***** Reading passage *****

India does not view the Indo-Pacific as a strategy or grouping of limited members, nor does it seek to dominate the region or target a specific country. Instead, it wants to ensure that “all have equal access as a right under international law to the use of common spaces on sea and in the air that would require freedom of navigation, unimpeded commerce and peaceful settlement of disputes by international law.”[16] This extends from India’s vision of ‘security and growth for all in the region’ (SAGAR). A foundational concept for India’s understanding of the Indo-Pacific, the SAGAR vision prescribes security as a collective pursuit based on shared interest and a framework of morality that respects the “legitimate strategic imperative of all civilised nations”.[17] India is thus intent on building collective security through value-based partnerships to prevent maritime crimes, preserve marine ecology, protect against disasters, and ensure sea lanes remain “pathways to prosperity and corridors of peace”.[18] As the shared maritime space with ASEAN, the Bay is a natural platform for India to undertake such collaborative security efforts.

Security Challenges in the Bay of Bengal

The Bay of Bengal region faces traditional and non-traditional security threats, although not all challenges have a pan-Bay impact. The critical threats to the region are:

Traditional Security Concerns

A key reason for India to ‘Look East’ in the 1990s to strengthen ties with its eastern neighbourhood across the Bay of Bengal was the lack of political instability in this region compared to its troubled western frontiers.[j] While some areas in the Bay of Bengal region still face political instability, separatist insurgencies, and communal and religious conflicts with cross-border implications,[19] most of these issues do not have a sea dimension. The primary traditional maritime concern is the growing geopolitical competition in the Bay, which can potentially impact the state security of the Bay littorals and the major powers involved in these waters.

  • Interstate Competition in the Bay

The Bay of Bengal’s strategic significance and vibrant economic prospects have created an “unprecedented jostle” for influence by the major powers, primarily China, India, Japan, the US, and Australia.[20] Notably, China, India, Japan, and the US rank among the world’s five largest economies.[21] Beijing's interest in the region is driven by its energy needs to cater to its large economy and substantial population. China suffers from the ‘Malacca Dilemma,’ a term coined by former Chinese President Hu Jintao in 2013 to refer to the country’s apprehension that blockages in the Malacca Strait will disrupt its oil imports, and so wants to secure a foothold in the Bay to ensure an uninterrupted fuel supply independently.[22] Maintaining a presence in the Bay region will also allow China to utilise better the oil and gas pipeline that runs from the Kyaukphyu port in Myanmar to Kunming in China, designed to reduce the travel time of oil imports from Africa or West Asia to China by 700 miles (about 30 percent).[23] Furthermore, investing and creating economic dependencies in the Bay littoral countries can help China benefit from the untapped hydrocarbon reserves in the sovereign waters of these countries.[24]

While the US is also drawn to the Bay for its energy requirements,[25] it is apprehensive of China’s rise in the region and the impact on its influence. Therefore, the US wants to maintain an active presence in the Bay. Japan also has an important stake in the Bay of Bengal as almost 80 percent of its oil imports from West Asia are ferried through this maritime space.[26] Moreover, Tokyo seeks access to the markets of the rapidly growing Bay littoral economies and has begun investing in developing their maritime connectivity infrastructure. For Australia, the Bay is the key transit zone between the Pacific and the Indian Oceans, and it has economic interests in Bangladesh and Sri Lanka.[27] As such, stability in the Bay and the Northeast Indian Ocean is a matter of national interest.[28]

The Bay of Bengal has become an important aspect of the co-existing—but often competing—policy imperatives of each of these countries.[k],[29] India was once the primary strategic partner for the Bay countries and a leading provider of development aid, but China’s assertive rise and engagements with these states can potentially challenge the former’s security and overshadow its prominence.[l],[30] India’s apprehensions are shared by the US, Japan, and Australia, who want to protect the status quo in the Bay, given their economic and geopolitical interests. Consequently, these countries have undertaken bilateral and multilateral initiatives with the Bay countries to ensure maritime security, such as India’s SAGAR initiative. However, with most Bay littorals and the major powers, including India, heavily dependent on China for trade, military security collaborations that might disconcert Beijing are challenging to undertake. Notably, interstate competition in the Bay is not only between China and democratic major powers; there have also been mild tensions between like-minded powers (such as India and the US over the issue of freedom of navigation).

***** Entries shown *****

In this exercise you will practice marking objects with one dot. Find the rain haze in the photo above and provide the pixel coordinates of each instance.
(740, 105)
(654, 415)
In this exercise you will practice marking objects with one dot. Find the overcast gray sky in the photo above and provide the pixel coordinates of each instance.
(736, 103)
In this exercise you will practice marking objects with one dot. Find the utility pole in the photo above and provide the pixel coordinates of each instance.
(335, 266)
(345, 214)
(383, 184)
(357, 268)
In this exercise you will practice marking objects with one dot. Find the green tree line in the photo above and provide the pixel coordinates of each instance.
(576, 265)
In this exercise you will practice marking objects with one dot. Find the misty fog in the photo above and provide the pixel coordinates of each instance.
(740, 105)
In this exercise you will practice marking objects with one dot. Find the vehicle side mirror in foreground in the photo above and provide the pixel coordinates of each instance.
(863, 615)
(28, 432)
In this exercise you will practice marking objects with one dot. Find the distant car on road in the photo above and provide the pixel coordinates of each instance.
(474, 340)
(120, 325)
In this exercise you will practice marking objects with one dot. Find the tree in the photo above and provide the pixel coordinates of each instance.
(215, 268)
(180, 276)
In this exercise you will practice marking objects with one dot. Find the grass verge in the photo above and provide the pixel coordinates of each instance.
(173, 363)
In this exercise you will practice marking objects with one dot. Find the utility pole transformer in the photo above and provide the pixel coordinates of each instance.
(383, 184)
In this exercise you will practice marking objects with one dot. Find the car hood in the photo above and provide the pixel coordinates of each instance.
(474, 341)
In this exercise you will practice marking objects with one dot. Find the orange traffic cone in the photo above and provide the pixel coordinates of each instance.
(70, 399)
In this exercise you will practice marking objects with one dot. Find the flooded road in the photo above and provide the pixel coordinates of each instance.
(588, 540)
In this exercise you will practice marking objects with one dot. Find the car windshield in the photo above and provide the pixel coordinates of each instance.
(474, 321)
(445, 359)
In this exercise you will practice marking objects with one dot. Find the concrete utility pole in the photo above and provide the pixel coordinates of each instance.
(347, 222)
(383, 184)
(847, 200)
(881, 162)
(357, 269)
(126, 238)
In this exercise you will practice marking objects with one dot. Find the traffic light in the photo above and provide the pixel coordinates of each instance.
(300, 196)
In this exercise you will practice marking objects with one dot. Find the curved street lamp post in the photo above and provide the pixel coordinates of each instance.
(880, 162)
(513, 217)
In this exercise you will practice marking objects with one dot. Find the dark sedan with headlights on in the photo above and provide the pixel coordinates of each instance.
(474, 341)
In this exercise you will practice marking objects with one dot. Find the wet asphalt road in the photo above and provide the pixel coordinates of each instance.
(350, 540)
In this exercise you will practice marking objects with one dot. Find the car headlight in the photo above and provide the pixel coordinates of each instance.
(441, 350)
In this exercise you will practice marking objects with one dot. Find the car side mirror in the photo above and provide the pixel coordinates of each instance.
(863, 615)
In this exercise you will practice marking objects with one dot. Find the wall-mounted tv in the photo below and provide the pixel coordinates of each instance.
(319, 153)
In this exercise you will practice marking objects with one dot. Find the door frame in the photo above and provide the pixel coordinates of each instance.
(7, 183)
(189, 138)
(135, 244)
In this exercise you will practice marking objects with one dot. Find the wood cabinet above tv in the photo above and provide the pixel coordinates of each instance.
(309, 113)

*****

*Work required:*
Rewrite the passage on Bay of Bengal security from the words "A key reason" through "in these waters.", changing "geopolitical competition" to "strategic rivalry".

*The completed task:*
A key reason for India to ‘Look East’ in the 1990s to strengthen ties with its eastern neighbourhood across the Bay of Bengal was the lack of political instability in this region compared to its troubled western frontiers.[j] While some areas in the Bay of Bengal region still face political instability, separatist insurgencies, and communal and religious conflicts with cross-border implications,[19] most of these issues do not have a sea dimension. The primary traditional maritime concern is the growing strategic rivalry in the Bay, which can potentially impact the state security of the Bay littorals and the major powers involved in these waters.